- WHAT NEEDS TO BE DONE
Omit the pictures and output exactly the lines from the start of the entries through the line containing "positive clicks: (192, 152)".

+++ THE DATA

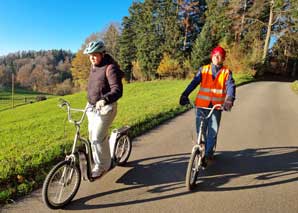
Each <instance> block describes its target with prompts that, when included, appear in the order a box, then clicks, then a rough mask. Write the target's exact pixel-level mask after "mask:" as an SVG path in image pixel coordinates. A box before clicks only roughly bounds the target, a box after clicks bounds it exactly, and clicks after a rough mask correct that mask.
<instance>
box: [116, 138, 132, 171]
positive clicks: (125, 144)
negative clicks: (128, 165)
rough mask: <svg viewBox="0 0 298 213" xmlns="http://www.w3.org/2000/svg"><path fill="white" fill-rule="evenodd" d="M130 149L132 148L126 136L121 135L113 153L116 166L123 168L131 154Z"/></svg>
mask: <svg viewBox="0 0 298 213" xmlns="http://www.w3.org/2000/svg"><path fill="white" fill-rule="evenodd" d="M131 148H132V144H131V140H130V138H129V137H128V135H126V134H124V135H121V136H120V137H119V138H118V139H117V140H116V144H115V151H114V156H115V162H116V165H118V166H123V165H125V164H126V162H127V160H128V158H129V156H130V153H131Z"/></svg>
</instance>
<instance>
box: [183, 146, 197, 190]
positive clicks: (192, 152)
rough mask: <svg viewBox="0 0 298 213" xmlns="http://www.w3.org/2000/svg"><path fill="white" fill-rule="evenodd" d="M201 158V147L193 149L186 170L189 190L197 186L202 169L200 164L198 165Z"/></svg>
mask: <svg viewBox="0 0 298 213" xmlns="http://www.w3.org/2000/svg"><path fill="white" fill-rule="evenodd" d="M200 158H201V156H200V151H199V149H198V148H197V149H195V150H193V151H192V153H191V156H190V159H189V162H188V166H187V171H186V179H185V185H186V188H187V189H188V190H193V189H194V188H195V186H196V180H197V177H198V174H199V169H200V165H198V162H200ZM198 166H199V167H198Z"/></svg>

++++++

- RESULT OF THIS EXERCISE
Each <instance> block describes its target with prompts that, when included, appear in the order a box, then clicks, then a rough mask. Write the target's exact pixel-level mask after "mask:" as an SVG path in image pixel coordinates. A box before clicks only roughly bounds the target, a box after clicks bounds it exactly, and clicks after a rough mask correct that mask.
<instance>
box: [116, 138, 132, 171]
positive clicks: (125, 144)
negative clicks: (128, 165)
rough mask: <svg viewBox="0 0 298 213" xmlns="http://www.w3.org/2000/svg"><path fill="white" fill-rule="evenodd" d="M130 149L132 148L126 136L121 135L113 153L116 166L123 168L131 154Z"/></svg>
mask: <svg viewBox="0 0 298 213" xmlns="http://www.w3.org/2000/svg"><path fill="white" fill-rule="evenodd" d="M131 148H132V144H131V140H130V138H129V137H128V135H126V134H124V135H121V136H120V137H119V138H118V139H117V140H116V144H115V151H114V156H115V162H116V165H118V166H123V165H125V164H126V162H127V160H128V158H129V156H130V153H131Z"/></svg>
</instance>
<instance>
box: [183, 146, 197, 190]
positive clicks: (192, 152)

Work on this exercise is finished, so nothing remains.